Дорога превращается в буквальном смысле в змеевик – как будто бы гигантская доисторическая рептилия проползла тут миллионы лет назад, оставив след, который предприимчивые гавайцы потом просто заасфальтировали. Это создает определенные неудобства при вождении – нужно быть постоянно начеку, поскольку видимость ограничена и по большей части дорога однополосная. Поэтому при встречном траффике нужно аккуратно прижиматься к обочине, чтобы его пропустить, если, конечно же, этого не сделал встречный траффик, чтобы пропустить тебя. В большинстве своем народ относится к этому с пониманием и уже грязные к этому моменту машины разъезжаются вполне полюбовно. Так будет продолжаться до самой Ханы, крошечного городка, прилепившегося на восточном берегу Мауи.
__________________________________________________
● Поставленная задача 1: Перепишите фрагмент отрывка о дороге до Ханы от «Дорога превращается в» до «восточном берегу Мауи.», заменив «рептилия» на «ящерица».
● Поставленная задача 2: Найдите все строки, в которых встречается слово «green», и выпишите каждую из них целиком.

● Выдержки из данных с отметками точек:
__________________________________________________
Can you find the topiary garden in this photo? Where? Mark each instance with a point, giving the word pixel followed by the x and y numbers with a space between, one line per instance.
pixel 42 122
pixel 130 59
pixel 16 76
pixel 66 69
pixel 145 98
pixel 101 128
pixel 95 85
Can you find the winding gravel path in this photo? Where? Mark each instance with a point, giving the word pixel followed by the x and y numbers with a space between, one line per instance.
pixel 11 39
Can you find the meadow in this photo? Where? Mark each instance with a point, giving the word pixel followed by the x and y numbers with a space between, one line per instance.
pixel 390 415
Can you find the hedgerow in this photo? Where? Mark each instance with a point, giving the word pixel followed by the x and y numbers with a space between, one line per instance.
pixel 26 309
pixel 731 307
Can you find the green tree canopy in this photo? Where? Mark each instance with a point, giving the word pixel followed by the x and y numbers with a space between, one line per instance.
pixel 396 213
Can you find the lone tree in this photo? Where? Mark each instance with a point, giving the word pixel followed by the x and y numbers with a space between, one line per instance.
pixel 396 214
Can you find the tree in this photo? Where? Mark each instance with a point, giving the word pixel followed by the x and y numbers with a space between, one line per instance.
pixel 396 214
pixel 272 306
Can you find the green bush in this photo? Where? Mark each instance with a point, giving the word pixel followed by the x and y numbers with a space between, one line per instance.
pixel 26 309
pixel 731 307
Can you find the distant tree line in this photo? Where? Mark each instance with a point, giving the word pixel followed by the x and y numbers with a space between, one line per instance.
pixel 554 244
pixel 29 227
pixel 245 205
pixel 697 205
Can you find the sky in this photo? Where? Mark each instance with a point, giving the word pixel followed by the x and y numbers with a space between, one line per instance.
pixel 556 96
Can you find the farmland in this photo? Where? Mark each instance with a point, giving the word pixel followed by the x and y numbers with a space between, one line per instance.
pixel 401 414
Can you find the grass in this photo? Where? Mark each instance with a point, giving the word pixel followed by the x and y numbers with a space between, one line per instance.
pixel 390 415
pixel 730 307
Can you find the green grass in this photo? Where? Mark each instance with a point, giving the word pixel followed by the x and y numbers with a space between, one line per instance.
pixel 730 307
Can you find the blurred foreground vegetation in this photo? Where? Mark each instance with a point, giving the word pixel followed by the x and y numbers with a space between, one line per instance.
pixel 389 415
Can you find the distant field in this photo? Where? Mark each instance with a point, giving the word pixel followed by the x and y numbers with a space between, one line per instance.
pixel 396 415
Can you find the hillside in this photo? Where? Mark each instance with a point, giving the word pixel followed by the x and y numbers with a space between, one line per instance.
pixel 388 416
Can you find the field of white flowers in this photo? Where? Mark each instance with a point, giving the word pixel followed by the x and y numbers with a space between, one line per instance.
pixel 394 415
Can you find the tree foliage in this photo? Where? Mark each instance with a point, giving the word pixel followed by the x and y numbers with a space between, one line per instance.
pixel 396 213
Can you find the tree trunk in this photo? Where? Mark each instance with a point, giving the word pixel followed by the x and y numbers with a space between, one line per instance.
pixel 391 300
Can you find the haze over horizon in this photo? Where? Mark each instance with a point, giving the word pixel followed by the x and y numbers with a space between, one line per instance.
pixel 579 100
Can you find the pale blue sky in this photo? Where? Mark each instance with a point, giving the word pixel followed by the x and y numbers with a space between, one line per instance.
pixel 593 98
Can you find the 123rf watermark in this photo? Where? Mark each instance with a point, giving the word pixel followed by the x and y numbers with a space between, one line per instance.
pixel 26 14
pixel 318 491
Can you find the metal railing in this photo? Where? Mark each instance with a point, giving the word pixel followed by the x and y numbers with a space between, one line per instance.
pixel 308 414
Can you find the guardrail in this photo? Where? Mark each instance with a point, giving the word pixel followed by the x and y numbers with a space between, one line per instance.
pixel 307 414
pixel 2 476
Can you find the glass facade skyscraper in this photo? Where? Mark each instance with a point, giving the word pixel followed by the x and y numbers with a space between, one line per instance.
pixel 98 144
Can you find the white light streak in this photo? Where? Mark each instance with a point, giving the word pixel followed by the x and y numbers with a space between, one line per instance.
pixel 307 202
__________________________________________________
● Итоговый результат 1:
Дорога превращается в буквальном смысле в змеевик – как будто бы гигантская доисторическая ящерица проползла тут миллионы лет назад, оставив след, который предприимчивые гавайцы потом просто заасфальтировали. Это создает определенные неудобства при вождении – нужно быть постоянно начеку, поскольку видимость ограничена и по большей части дорога однополосная. Поэтому при встречном траффике нужно аккуратно прижиматься к обочине, чтобы его пропустить, если, конечно же, этого не сделал встречный траффик, чтобы пропустить тебя. В большинстве своем народ относится к этому с пониманием и уже грязные к этому моменту машины разъезжаются вполне полюбовно. Так будет продолжаться до самой Ханы, крошечного городка, прилепившегося на восточном берегу Мауи.

● Итоговый результат 2:
Can you find the green tree canopy in this photo? Where? Mark each instance with a point, giving the word pixel followed by the x and y numbers with a space between, one line per instance.
Can you find the green bush in this photo? Where? Mark each instance with a point, giving the word pixel followed by the x and y numbers with a space between, one line per instance.
Can you find the green grass in this photo? Where? Mark each instance with a point, giving the word pixel followed by the x and y numbers with a space between, one line per instance.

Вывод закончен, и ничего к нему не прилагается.